(Pointing dataset excerpts)

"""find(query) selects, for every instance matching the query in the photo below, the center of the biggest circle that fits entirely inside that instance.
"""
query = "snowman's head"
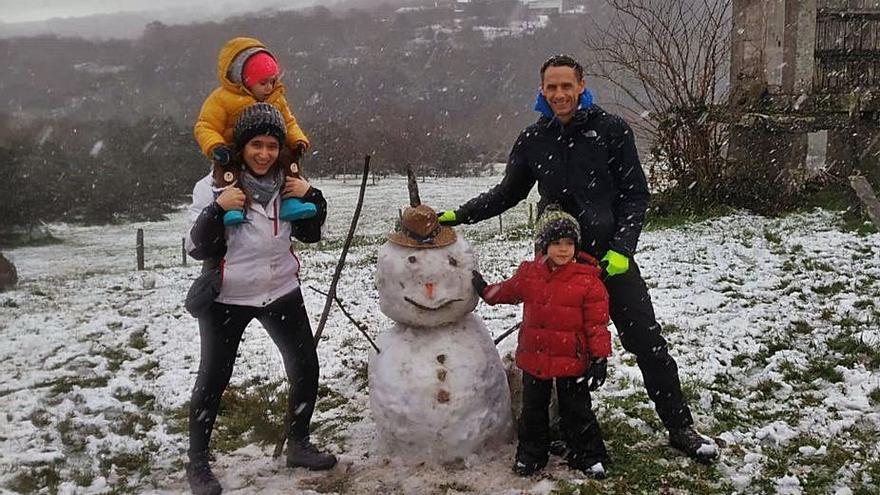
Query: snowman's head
(426, 287)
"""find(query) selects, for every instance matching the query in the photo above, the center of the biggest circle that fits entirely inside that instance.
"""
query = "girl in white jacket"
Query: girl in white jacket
(259, 274)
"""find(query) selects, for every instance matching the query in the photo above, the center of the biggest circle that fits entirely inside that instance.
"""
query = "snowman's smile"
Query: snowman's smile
(431, 308)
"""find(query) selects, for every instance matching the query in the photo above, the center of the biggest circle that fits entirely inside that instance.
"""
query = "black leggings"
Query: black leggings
(579, 426)
(221, 331)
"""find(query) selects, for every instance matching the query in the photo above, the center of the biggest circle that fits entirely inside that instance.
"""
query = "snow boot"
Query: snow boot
(201, 480)
(233, 217)
(688, 440)
(528, 468)
(293, 209)
(559, 448)
(301, 453)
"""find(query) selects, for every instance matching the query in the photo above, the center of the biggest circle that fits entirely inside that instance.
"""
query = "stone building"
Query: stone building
(805, 86)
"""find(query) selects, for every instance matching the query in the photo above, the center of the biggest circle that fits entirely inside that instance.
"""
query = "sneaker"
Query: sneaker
(201, 480)
(301, 453)
(527, 468)
(688, 440)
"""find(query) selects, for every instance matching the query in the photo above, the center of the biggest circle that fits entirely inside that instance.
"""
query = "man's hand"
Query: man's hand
(478, 282)
(614, 263)
(597, 373)
(448, 218)
(221, 155)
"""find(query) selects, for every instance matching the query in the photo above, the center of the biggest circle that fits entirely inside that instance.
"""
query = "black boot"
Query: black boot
(528, 462)
(201, 480)
(702, 449)
(301, 453)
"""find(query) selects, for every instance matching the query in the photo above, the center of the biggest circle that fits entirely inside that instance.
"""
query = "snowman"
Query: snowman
(438, 390)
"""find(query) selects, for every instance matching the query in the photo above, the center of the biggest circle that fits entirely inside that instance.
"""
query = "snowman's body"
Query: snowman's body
(438, 390)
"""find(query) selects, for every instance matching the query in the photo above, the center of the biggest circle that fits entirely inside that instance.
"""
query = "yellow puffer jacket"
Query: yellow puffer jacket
(221, 109)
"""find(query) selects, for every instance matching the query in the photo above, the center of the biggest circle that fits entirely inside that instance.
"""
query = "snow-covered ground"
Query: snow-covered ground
(775, 324)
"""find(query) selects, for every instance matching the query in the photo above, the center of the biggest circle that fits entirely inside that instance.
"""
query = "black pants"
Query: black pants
(288, 326)
(633, 315)
(579, 426)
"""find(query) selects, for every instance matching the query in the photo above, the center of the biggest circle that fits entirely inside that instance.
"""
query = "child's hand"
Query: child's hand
(221, 155)
(478, 282)
(232, 198)
(295, 187)
(597, 373)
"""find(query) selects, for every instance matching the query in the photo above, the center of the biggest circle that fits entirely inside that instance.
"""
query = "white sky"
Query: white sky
(36, 10)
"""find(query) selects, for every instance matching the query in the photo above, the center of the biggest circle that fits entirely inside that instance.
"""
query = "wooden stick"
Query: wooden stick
(331, 293)
(360, 326)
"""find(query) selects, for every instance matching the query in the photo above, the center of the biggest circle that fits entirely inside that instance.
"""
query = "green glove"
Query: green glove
(448, 218)
(614, 263)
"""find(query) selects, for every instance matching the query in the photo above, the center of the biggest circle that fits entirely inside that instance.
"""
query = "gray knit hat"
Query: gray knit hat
(256, 120)
(555, 224)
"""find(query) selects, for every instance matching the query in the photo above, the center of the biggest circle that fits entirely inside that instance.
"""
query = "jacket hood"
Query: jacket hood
(583, 264)
(231, 60)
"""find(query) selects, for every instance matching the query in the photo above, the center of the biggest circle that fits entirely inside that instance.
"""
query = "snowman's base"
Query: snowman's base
(439, 394)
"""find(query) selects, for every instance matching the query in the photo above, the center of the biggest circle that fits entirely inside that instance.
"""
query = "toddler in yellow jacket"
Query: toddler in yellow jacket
(248, 74)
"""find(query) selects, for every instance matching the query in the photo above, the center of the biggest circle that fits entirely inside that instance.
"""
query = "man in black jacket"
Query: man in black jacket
(585, 160)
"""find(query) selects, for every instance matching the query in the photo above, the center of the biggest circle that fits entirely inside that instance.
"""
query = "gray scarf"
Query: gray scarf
(261, 189)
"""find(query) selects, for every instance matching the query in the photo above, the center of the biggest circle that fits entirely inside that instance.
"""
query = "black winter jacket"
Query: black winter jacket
(589, 167)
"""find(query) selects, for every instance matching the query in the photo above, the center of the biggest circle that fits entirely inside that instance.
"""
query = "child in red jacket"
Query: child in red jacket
(564, 336)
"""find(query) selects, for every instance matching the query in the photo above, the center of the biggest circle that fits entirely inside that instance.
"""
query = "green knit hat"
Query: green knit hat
(555, 224)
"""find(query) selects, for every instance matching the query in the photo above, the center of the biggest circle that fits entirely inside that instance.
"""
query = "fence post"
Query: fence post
(140, 249)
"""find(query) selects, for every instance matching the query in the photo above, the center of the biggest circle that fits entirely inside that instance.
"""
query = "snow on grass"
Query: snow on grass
(773, 323)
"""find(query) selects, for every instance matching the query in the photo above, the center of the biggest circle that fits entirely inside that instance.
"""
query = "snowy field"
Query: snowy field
(775, 324)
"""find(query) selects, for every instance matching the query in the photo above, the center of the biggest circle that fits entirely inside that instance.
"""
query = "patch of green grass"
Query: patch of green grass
(800, 327)
(853, 350)
(824, 370)
(66, 384)
(32, 479)
(834, 288)
(115, 357)
(13, 240)
(739, 360)
(138, 339)
(329, 399)
(772, 237)
(134, 425)
(250, 413)
(767, 388)
(641, 464)
(863, 303)
(681, 218)
(144, 400)
(453, 486)
(150, 369)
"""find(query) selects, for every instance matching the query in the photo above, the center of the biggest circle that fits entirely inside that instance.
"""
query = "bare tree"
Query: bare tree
(670, 58)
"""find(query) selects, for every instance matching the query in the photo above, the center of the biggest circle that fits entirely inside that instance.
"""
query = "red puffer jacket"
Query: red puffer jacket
(565, 315)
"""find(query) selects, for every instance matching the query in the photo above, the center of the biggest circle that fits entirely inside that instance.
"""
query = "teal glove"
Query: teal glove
(448, 218)
(614, 263)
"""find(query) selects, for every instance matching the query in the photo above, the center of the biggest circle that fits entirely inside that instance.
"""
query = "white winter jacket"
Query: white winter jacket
(259, 265)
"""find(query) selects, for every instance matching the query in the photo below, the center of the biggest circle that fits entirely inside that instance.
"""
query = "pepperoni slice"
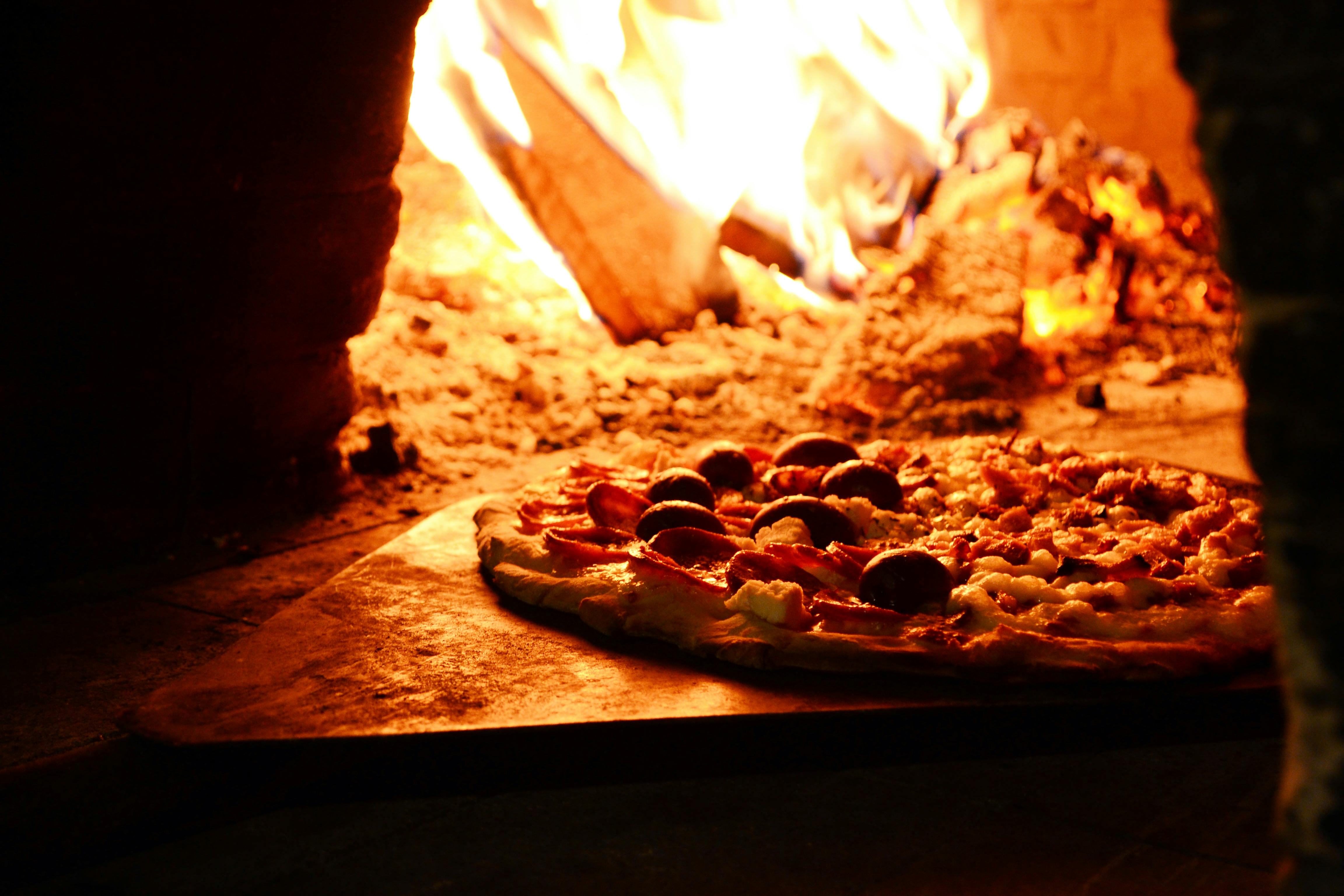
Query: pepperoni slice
(659, 566)
(842, 612)
(748, 566)
(826, 523)
(589, 546)
(540, 515)
(810, 559)
(615, 507)
(690, 546)
(670, 515)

* **Short problem**
With the pictures omitted, reproduce the records in full and exactly.

* **Written response**
"""find(query) selects, for every instance matching the query in the photo below, the center of the biggest circle that fits entirely inside that instance.
"""
query = "snowman's head"
Query: snowman's head
(426, 287)
"""find(query) selects, for every instance matching the query in the photo above, the center of the biggest circle that fits entirely inside that instance.
"""
query = "girl in white jacket"
Query: girl in white jacket
(259, 274)
"""find(query) selects, for every instance matching the query in the photo above, the center of the biggest circle that fits entirely inside that instance.
"""
query = "snowman's smile"
Query: snowman's smile
(431, 308)
"""find(query) selects, for every instance matching the query in the photo above, the center of the biggest circle that fits entirely inside that instance.
"""
query = "black leggings"
Query: black leggings
(579, 426)
(221, 331)
"""find(query) selects, for every instance matching the query in the photo above, the center of the biggest circle that fits entirely inside that instance.
"""
query = "snow boot"
Query: snow boot
(201, 480)
(233, 217)
(688, 440)
(528, 468)
(293, 209)
(559, 448)
(301, 453)
"""find(query) selects, for every instance matching the query in the photo above, the center of the biggest circle that fits entirely inside that instance.
"""
query = "stone building"
Query: stone building
(805, 86)
"""find(query) selects, for every instance matching the query in the photo above, the center of the biggest circle that fits entirely inside that instance.
"""
query = "sneaker"
Query: sneaker
(201, 480)
(301, 453)
(527, 468)
(688, 440)
"""find(query) selects, for every instance matching the query in the photo above, the center of the biggest circle that fits entirely inside that instance.
"""
query = "man's hand"
Query: man's hand
(478, 282)
(614, 263)
(597, 373)
(448, 218)
(221, 155)
"""find(query) selects, for every instance matching the query in the photo above, the center of the biggest circle that fits entirely inside that instance.
"""
query = "black boot"
Query: black boot
(528, 462)
(201, 480)
(702, 449)
(301, 453)
"""find(query) selects, for every instance matching the query in the photo above, the center of the biggest circle that fits entirely inside that instance.
"""
query = "snowman"
Query: snowman
(438, 390)
"""find(query) selects, for every instance matching the query in the photo above, the center of the biggest circle that fits entirely inside that instance.
"""
query = "snowman's body"
Query: snowman's body
(438, 390)
"""find(query) selects, for every instance matching the query in the photo above, the center of the biggest circle that fits entirely inside that instance.
"""
query = "yellow puffer jacket"
Query: yellow puffer jacket
(221, 109)
"""find(query) selects, for every instance matching the query in the photo above, the center of the biggest circle that fits entirely inside that instance.
"""
query = "snow-covered ground"
Query: snow-covered ground
(775, 324)
"""find(query) selects, for every instance matching the query in the photo above, the center of the biggest circle that fits entirely inside that instance.
"""
query = "black pants"
Query: black pants
(288, 326)
(633, 315)
(579, 426)
"""find(query) selects, for every instance matching the query in the photo above, the center of the biggest circle that fits entirely inside that instance.
"""
query = "child's hand"
Query: child's hand
(221, 155)
(478, 282)
(232, 198)
(295, 187)
(597, 373)
"""find(query) selects, for every instance matching the query in the photo above, the center of the biggest circle that fits entirely inside that instance.
"""
query = "white sky"
Query: white sky
(36, 10)
"""find(query) selects, for every instance matching the query in the photo above, the center of the biggest circle that fits entirely inside that instance.
"""
query = "wooden stick"
Query: wooden stick
(331, 293)
(360, 326)
"""find(query) selects, for every instance matching the query in the photo above, the center of the biggest circle that fits entirely inside that instance.
"""
query = "green glove"
Query: green glove
(448, 218)
(614, 263)
"""find(query) selects, for every instance matching the query in the photo above, the center of the biggest circle that fits entirely inside that instance.
"""
query = "gray knit hat"
Query: gray knit hat
(256, 120)
(555, 224)
"""find(query) selects, for every instance matching the query in the photo above, the center of the biggest circle that fits entirely inside that instance.
"""
query = "jacket hood"
Query: jacket hood
(583, 264)
(231, 60)
"""find(query) selects, for every instance matching the query in the photo above, the center of the biggest circle that fits entirely inside that instance.
"""
query = "snowman's base"
Query: snowman's base
(439, 394)
"""find(query) selects, for every instance matching the query in the photo above, the center of the biggest circle that fits entirely inside that instance.
"""
query = "toddler in yellow jacket"
Query: toddler in yellow jacket
(248, 74)
"""find(query) selects, for every instance matching the query in the photo above, the center of the biggest circle that fits entirely inside that instance.
"""
query = "man in black jacket"
Query: man in black jacket
(585, 160)
"""find(query) selects, for every instance matching the query in the photo above, the center of the biggest circle that fits entirely inside that instance.
"""
query = "gray scarf"
Query: gray scarf
(261, 189)
"""find(query) selects, for every instance matching the query in the photo above, the center of the biggest circle that fits entirely inside that instance.
"""
query = "black winter jacket"
Query: black winter jacket
(589, 167)
"""find(query) selects, for every instance matching the query in the photo above, the center of the biggest circle that fits entirely inside that instance.
"""
query = "child in red jacket"
Query: child in red jacket
(564, 336)
"""find(query) selects, for every instance matching the query in the photo above, the center of the biggest circle that fits entirely inside that instance.
"""
query = "green knit hat"
Query: green knit hat
(555, 224)
"""find(query) selects, for every instance matching the query in the photo above, the center of the biggest circle that fits entirely inside that instance.
"""
query = "fence post"
Query: fence post
(140, 249)
"""find(query) selects, for every instance matching the query in the photo above, the center of the biggest circle that fits entirely inside that instance.
"""
query = "snow on grass"
Query: snow on grass
(773, 323)
"""find(query) selects, for every instance matching the query in the photo above, the center of the biggest circle that fits entirely inside that instance.
"""
query = "snowy field"
Query: snowy field
(775, 324)
"""find(query) selects, for every instance matching the query in the photo above, the center of the biggest circle that fits entirely inside that instance.
"""
query = "patch of green grass"
Query: patch of green grass
(800, 327)
(853, 350)
(824, 370)
(66, 384)
(32, 479)
(834, 288)
(115, 357)
(13, 240)
(739, 360)
(138, 339)
(329, 399)
(772, 237)
(134, 425)
(250, 413)
(767, 388)
(641, 464)
(863, 303)
(681, 218)
(144, 400)
(453, 486)
(150, 369)
"""find(query) selects, for every instance matching the query in the photo above, the center of the biggest circle that fits entirely inside that instance.
"""
query = "bare tree"
Query: bare tree
(670, 58)
"""find(query) selects, for every instance matching the query in the photo above, the center of the biggest circle that fits entirely inside that instance.
"""
query = "red puffer jacket"
Query: red puffer jacket
(565, 315)
"""find(query) selects, for every instance matching the query in the photo above, the center of the biggest circle that fits entirely inside that instance.
"""
query = "teal glove"
Query: teal glove
(448, 218)
(614, 263)
"""find(query) selects, for every instance matching the query in the photo above, the center of the biggest circle that fits entirely inside that instance.
"""
query = "white winter jacket"
Query: white winter jacket
(259, 265)
"""find(query) selects, for every instance matching the query in the photo below, the center of the biggest circle that fits entirely inside that instance.
"""
query = "pepperoni slice"
Query: pepperoni slice
(659, 566)
(842, 612)
(748, 566)
(826, 523)
(589, 546)
(540, 515)
(810, 559)
(615, 507)
(690, 546)
(670, 515)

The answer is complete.